== Aufgabe ==
Worüber ist Merkel laut der Frage der FAZ im Interviewauszug zur Steuerreform verärgert? Antworte in einem Satz.

FAZ: Wie viele Stufen?

Merkel: Anzahl und Art der Stufen werden wir im nächsten Jahr in der Entwicklung der Steuerreform besprechen. Dabei werden wir auch die Zahlen der Steuerschätzung vom Mai für die nächsten Jahre einbeziehen. Wir haben politische Ziele, etwa die kalte Progression der Normalverdiener, den sogenannten Mittelstandsbauch abzuflachen.

FAZ: Sie sind verärgert über die Entscheidung von General Motors, Opel doch behalten zu wollen. Gilt der Ärger auch Präsident Obama?

== Übungsmaterial ==

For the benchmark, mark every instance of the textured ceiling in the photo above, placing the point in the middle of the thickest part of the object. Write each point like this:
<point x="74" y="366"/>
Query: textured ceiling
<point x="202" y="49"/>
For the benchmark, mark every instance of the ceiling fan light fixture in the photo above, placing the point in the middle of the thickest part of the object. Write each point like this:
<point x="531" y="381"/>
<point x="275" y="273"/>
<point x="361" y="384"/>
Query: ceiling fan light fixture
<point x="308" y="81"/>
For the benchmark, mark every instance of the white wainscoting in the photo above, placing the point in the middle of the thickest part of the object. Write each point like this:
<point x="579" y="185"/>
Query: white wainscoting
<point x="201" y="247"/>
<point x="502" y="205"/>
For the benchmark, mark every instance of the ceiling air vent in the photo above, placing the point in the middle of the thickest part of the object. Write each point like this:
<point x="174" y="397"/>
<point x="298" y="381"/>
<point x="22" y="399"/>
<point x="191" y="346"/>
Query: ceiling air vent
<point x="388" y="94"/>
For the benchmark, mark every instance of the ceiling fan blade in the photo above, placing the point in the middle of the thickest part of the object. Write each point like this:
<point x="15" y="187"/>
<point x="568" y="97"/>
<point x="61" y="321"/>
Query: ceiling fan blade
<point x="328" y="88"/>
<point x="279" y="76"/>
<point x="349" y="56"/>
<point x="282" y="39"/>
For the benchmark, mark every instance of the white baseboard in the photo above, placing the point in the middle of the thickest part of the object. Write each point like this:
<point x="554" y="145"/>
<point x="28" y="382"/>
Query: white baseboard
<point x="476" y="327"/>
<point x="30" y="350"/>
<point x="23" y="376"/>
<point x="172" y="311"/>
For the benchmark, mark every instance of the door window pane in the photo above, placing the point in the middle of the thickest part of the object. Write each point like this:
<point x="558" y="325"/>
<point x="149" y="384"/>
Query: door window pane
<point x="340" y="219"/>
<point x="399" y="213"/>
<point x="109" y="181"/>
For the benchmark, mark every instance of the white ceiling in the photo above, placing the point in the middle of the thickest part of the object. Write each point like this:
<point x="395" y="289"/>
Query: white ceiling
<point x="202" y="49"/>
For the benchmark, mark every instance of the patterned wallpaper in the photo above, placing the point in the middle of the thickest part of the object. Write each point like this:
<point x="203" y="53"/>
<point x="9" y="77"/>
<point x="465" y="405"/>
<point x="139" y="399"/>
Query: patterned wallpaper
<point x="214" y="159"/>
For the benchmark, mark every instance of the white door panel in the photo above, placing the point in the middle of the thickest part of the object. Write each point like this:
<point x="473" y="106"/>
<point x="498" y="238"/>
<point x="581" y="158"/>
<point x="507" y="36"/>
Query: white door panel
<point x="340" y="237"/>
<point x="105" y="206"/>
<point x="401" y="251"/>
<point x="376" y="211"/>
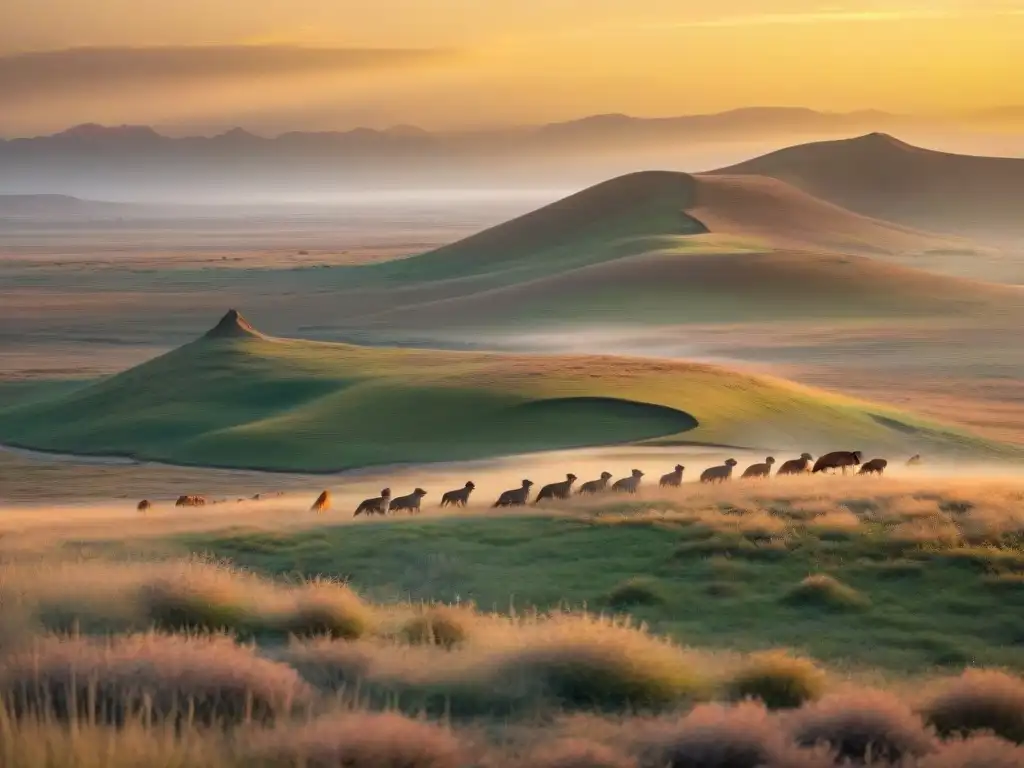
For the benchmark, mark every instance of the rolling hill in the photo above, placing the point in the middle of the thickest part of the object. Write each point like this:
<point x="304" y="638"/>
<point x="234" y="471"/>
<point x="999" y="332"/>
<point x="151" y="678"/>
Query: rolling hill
<point x="881" y="176"/>
<point x="667" y="247"/>
<point x="238" y="398"/>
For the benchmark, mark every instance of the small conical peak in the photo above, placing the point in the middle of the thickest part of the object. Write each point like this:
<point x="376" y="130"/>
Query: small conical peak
<point x="231" y="326"/>
<point x="882" y="140"/>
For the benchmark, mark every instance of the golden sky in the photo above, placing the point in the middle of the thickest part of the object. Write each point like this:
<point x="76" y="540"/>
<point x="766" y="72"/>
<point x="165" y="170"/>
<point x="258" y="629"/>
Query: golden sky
<point x="281" y="65"/>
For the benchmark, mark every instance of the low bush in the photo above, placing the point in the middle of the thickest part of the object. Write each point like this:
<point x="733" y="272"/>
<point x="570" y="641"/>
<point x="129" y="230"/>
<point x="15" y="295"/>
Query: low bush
<point x="438" y="625"/>
<point x="823" y="591"/>
<point x="637" y="591"/>
<point x="979" y="700"/>
<point x="715" y="736"/>
<point x="778" y="680"/>
<point x="359" y="739"/>
<point x="154" y="677"/>
<point x="863" y="726"/>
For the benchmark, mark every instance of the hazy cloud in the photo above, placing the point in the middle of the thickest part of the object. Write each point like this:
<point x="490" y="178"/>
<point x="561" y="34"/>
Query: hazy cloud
<point x="51" y="73"/>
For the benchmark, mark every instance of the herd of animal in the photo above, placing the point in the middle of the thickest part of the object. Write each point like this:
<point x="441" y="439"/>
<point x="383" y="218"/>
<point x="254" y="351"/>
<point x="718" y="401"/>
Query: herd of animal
<point x="386" y="503"/>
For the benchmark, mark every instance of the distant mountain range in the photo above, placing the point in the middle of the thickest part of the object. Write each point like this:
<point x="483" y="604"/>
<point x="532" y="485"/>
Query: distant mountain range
<point x="880" y="176"/>
<point x="139" y="163"/>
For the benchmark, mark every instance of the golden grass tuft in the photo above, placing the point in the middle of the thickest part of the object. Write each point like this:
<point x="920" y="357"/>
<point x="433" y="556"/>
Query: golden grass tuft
<point x="977" y="752"/>
<point x="325" y="608"/>
<point x="823" y="591"/>
<point x="978" y="700"/>
<point x="715" y="736"/>
<point x="359" y="739"/>
<point x="862" y="726"/>
<point x="203" y="679"/>
<point x="777" y="680"/>
<point x="577" y="753"/>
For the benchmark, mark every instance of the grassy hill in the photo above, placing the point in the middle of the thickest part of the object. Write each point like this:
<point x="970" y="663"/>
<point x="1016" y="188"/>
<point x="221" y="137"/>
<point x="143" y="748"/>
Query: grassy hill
<point x="881" y="176"/>
<point x="237" y="398"/>
<point x="666" y="247"/>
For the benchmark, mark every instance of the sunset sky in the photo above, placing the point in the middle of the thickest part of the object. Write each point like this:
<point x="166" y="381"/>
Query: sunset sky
<point x="283" y="65"/>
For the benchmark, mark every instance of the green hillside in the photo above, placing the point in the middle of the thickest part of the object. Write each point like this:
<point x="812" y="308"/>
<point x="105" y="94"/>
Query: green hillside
<point x="236" y="398"/>
<point x="662" y="247"/>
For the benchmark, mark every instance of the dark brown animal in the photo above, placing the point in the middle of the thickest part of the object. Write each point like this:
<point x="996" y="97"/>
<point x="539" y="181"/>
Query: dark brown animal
<point x="837" y="460"/>
<point x="557" y="489"/>
<point x="873" y="467"/>
<point x="796" y="466"/>
<point x="628" y="484"/>
<point x="719" y="474"/>
<point x="516" y="497"/>
<point x="376" y="506"/>
<point x="674" y="479"/>
<point x="596" y="486"/>
<point x="458" y="498"/>
<point x="760" y="470"/>
<point x="322" y="504"/>
<point x="409" y="503"/>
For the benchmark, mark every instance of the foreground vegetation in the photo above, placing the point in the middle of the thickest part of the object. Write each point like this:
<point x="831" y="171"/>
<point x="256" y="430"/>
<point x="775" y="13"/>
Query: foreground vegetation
<point x="240" y="399"/>
<point x="776" y="626"/>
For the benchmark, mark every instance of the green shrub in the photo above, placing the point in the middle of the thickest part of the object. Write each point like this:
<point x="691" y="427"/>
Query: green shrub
<point x="823" y="591"/>
<point x="438" y="625"/>
<point x="636" y="591"/>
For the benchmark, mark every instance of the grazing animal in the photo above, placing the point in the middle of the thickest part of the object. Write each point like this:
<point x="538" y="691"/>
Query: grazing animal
<point x="628" y="484"/>
<point x="719" y="474"/>
<point x="322" y="504"/>
<point x="377" y="506"/>
<point x="409" y="503"/>
<point x="596" y="486"/>
<point x="873" y="467"/>
<point x="674" y="479"/>
<point x="458" y="498"/>
<point x="796" y="466"/>
<point x="837" y="460"/>
<point x="515" y="498"/>
<point x="760" y="470"/>
<point x="557" y="489"/>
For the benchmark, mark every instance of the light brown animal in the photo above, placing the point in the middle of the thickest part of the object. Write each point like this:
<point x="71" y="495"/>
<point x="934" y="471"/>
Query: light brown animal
<point x="596" y="486"/>
<point x="409" y="503"/>
<point x="557" y="489"/>
<point x="459" y="498"/>
<point x="796" y="466"/>
<point x="719" y="474"/>
<point x="759" y="470"/>
<point x="837" y="460"/>
<point x="376" y="506"/>
<point x="674" y="479"/>
<point x="628" y="484"/>
<point x="873" y="467"/>
<point x="516" y="497"/>
<point x="323" y="503"/>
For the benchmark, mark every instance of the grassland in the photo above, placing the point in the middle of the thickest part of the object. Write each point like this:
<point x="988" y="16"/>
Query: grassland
<point x="245" y="400"/>
<point x="847" y="611"/>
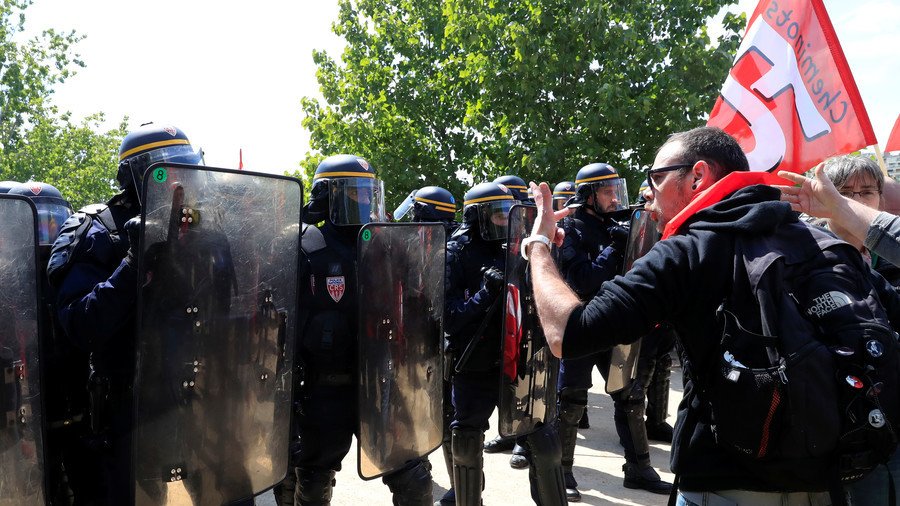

== Lösung ==
Laut der FAZ ist Merkel über die Entscheidung von General Motors verärgert, Opel doch behalten zu wollen.